> [Work item] Scan the listing below and copy each line holding the word "target".

○ ○ ○

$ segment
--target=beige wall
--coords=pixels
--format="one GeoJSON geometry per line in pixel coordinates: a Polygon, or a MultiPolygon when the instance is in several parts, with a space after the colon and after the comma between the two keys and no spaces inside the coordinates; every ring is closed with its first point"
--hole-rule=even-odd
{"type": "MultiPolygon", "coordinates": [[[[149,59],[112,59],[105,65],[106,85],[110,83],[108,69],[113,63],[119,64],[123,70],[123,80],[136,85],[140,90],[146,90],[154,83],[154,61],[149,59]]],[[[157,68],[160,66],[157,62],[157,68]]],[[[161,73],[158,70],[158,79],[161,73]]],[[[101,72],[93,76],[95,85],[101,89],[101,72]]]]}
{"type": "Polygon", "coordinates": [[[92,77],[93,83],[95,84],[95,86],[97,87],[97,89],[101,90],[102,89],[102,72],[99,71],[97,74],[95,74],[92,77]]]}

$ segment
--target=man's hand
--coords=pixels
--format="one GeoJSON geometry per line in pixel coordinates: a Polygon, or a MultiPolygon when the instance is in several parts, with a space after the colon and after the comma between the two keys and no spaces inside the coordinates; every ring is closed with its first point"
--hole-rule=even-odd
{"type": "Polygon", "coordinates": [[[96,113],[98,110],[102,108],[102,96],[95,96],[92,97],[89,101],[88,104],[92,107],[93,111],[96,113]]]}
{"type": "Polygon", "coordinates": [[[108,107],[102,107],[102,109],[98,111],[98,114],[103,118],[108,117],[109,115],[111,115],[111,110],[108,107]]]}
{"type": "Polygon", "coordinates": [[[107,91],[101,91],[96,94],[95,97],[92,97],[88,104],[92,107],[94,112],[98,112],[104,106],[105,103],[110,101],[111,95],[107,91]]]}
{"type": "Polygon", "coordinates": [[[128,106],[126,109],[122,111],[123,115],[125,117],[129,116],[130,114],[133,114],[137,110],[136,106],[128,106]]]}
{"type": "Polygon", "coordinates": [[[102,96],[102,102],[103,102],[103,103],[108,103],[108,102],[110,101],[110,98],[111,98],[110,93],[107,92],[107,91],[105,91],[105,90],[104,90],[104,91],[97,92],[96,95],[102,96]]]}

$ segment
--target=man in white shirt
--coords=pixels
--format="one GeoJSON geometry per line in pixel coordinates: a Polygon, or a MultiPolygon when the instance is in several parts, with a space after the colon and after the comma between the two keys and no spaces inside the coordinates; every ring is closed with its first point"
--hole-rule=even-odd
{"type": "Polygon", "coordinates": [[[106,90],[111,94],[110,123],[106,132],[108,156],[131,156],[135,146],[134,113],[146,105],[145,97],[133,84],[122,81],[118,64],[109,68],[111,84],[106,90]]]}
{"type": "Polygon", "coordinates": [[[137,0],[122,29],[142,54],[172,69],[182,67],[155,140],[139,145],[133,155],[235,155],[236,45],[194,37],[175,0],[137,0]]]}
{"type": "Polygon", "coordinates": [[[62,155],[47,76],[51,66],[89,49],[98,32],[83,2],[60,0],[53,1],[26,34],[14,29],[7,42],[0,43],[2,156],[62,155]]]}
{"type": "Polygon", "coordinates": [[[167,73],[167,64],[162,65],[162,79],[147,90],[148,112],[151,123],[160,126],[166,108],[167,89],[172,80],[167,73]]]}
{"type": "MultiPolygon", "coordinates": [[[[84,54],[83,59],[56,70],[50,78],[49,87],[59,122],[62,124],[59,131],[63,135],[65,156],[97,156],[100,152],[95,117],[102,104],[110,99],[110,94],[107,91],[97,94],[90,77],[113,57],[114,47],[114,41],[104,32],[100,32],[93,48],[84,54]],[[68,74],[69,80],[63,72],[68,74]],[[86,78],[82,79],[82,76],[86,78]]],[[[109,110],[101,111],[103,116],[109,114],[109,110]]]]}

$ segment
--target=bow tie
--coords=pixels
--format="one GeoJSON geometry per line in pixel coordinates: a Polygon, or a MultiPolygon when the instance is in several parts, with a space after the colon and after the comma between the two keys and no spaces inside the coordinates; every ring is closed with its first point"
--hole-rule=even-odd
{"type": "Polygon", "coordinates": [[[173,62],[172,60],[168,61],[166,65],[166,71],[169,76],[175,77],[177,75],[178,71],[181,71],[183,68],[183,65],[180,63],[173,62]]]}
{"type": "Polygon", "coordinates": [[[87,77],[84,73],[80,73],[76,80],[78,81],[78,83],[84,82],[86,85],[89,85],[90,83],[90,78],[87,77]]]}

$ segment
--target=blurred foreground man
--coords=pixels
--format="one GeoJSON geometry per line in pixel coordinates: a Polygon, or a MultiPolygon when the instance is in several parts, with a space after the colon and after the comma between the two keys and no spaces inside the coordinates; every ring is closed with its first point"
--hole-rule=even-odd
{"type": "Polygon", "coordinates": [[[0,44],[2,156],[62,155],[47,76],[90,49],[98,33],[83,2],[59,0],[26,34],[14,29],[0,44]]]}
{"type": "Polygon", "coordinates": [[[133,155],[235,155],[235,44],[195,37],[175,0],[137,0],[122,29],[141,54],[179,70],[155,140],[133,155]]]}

○ ○ ○

> [Task answer]
--target=beige wall
--target=man's hand
--target=man in white shirt
--target=bow tie
--target=blurred foreground man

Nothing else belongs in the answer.